• **Exercise brief**
In the listing below, the line containing "dry grass, one" marks the end; copy exactly every line from the first through that one.

--- Source material Enclosed Below ---

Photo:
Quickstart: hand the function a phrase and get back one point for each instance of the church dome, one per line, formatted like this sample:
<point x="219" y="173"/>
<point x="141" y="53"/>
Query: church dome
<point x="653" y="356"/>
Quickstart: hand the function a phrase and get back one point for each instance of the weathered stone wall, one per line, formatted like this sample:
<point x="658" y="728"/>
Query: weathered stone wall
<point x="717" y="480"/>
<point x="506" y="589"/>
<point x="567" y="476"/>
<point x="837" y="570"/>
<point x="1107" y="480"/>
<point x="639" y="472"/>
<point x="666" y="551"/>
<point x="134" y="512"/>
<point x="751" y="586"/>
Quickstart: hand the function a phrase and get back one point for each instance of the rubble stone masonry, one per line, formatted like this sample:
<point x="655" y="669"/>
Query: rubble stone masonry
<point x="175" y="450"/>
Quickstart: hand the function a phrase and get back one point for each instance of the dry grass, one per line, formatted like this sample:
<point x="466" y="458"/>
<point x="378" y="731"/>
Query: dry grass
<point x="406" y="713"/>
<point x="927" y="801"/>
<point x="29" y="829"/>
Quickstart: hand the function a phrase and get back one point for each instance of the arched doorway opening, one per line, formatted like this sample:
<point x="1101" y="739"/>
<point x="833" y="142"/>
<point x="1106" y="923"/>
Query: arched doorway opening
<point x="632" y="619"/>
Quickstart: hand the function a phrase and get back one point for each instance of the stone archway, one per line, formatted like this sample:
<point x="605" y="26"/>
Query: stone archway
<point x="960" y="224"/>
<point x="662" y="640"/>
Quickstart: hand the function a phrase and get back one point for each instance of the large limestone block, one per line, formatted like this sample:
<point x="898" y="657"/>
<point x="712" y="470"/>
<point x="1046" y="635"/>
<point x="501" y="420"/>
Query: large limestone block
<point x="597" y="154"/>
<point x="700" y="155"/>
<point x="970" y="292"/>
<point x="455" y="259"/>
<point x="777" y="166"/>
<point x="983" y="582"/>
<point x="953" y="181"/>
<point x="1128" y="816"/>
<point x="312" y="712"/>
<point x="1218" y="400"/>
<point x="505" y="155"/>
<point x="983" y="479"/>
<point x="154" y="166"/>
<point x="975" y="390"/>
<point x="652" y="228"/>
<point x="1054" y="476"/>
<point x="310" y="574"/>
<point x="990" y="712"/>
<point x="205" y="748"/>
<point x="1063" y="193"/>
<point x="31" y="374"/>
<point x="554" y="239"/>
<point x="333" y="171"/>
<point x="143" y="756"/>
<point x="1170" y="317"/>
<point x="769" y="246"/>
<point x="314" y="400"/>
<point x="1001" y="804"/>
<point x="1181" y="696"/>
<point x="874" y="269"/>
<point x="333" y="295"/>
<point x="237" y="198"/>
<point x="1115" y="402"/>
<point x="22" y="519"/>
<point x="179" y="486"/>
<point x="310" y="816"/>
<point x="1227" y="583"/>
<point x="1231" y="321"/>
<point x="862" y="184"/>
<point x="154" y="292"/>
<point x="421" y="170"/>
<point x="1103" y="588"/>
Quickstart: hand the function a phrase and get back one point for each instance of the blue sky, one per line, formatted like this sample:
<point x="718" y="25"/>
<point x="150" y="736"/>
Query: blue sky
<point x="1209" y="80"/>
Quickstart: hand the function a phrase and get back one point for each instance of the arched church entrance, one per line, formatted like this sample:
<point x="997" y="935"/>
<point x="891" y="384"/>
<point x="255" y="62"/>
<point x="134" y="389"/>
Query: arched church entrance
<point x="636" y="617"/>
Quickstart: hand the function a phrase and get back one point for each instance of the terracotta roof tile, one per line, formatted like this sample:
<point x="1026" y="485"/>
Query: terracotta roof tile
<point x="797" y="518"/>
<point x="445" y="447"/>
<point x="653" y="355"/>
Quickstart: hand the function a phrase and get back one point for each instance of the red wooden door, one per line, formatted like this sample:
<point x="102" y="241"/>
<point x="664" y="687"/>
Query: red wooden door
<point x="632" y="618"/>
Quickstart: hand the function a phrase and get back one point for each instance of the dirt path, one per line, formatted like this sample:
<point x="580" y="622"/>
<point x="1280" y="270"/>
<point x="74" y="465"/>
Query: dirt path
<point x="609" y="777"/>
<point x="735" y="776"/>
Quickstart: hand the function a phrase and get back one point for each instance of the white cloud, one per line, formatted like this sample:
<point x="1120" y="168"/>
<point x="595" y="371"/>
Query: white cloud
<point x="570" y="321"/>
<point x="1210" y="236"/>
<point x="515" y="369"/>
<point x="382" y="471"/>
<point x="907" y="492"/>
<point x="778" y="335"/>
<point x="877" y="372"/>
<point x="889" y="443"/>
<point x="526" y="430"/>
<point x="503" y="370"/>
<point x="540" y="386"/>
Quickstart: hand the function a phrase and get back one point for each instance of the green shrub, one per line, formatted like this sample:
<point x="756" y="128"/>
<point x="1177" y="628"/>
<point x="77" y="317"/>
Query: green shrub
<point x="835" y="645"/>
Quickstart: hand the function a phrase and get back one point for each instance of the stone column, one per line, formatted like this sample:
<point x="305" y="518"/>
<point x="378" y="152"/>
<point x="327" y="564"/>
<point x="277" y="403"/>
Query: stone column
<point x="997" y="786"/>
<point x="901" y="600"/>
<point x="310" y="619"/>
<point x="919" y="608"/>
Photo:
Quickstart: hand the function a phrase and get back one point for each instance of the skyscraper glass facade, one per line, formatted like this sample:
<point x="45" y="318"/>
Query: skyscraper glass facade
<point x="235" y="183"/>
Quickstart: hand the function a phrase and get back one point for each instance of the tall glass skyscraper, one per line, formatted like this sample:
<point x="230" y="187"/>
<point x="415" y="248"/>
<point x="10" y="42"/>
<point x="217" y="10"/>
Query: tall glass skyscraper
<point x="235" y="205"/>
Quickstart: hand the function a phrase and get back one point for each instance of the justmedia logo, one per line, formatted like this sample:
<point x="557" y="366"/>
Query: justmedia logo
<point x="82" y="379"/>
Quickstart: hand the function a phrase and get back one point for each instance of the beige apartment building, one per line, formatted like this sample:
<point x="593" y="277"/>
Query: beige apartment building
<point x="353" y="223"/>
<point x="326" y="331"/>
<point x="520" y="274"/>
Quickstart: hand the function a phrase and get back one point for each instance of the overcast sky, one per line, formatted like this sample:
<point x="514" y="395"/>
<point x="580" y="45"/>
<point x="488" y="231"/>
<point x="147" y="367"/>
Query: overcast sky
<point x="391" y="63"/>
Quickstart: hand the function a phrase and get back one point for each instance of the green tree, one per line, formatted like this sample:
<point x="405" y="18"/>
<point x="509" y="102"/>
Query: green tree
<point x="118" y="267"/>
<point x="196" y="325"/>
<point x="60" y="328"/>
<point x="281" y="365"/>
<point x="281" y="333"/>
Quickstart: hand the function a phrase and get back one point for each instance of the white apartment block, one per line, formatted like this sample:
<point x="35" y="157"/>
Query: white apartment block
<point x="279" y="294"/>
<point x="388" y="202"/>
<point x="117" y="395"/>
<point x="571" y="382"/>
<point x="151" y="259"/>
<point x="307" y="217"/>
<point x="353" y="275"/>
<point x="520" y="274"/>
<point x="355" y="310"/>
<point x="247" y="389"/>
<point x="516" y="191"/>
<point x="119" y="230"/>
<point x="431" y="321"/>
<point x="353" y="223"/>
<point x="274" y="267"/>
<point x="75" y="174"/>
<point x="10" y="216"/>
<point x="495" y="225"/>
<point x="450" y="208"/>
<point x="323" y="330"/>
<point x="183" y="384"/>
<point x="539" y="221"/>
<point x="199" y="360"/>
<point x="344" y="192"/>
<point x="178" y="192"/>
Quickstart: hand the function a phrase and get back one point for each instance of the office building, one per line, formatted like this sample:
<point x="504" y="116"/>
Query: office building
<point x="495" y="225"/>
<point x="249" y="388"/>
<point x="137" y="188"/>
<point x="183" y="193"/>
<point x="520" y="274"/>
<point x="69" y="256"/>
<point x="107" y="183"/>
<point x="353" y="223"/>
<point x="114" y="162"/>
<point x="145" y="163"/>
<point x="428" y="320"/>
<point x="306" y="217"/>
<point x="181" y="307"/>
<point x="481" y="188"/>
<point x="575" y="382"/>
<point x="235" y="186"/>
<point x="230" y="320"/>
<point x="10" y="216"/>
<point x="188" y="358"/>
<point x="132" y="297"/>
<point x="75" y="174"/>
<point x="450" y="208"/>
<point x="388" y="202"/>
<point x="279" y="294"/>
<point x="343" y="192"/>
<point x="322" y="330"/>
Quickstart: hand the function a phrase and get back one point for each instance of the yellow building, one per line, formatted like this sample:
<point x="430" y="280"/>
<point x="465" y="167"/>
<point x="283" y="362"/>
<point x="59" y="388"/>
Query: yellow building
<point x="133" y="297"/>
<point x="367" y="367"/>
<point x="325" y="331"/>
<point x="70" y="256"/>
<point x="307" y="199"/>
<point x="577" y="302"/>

--- End of Enclosed Source material ---

• **Reply**
Photo:
Quickstart: hand the function a phrase and get back one point for each instance of the church dome, one per line, formatted like this sample:
<point x="219" y="173"/>
<point x="141" y="53"/>
Query: church dome
<point x="653" y="356"/>
Quickstart: hand the function a phrase and get back one point for each instance of the weathered stone wall, one per line, formatted like this sample:
<point x="658" y="728"/>
Query: weathered stone wall
<point x="717" y="480"/>
<point x="506" y="589"/>
<point x="567" y="476"/>
<point x="837" y="570"/>
<point x="1107" y="480"/>
<point x="639" y="472"/>
<point x="666" y="551"/>
<point x="134" y="512"/>
<point x="751" y="586"/>
Quickstart: hand the function a phrase and get back one point for each instance of the rubble stone masonry, one per line, formatted like this sample:
<point x="655" y="669"/>
Query: rubble stone masonry
<point x="175" y="450"/>
Quickstart: hand the function a phrase and get back one point for each instance of the dry grass, one per line, formatted like this sample:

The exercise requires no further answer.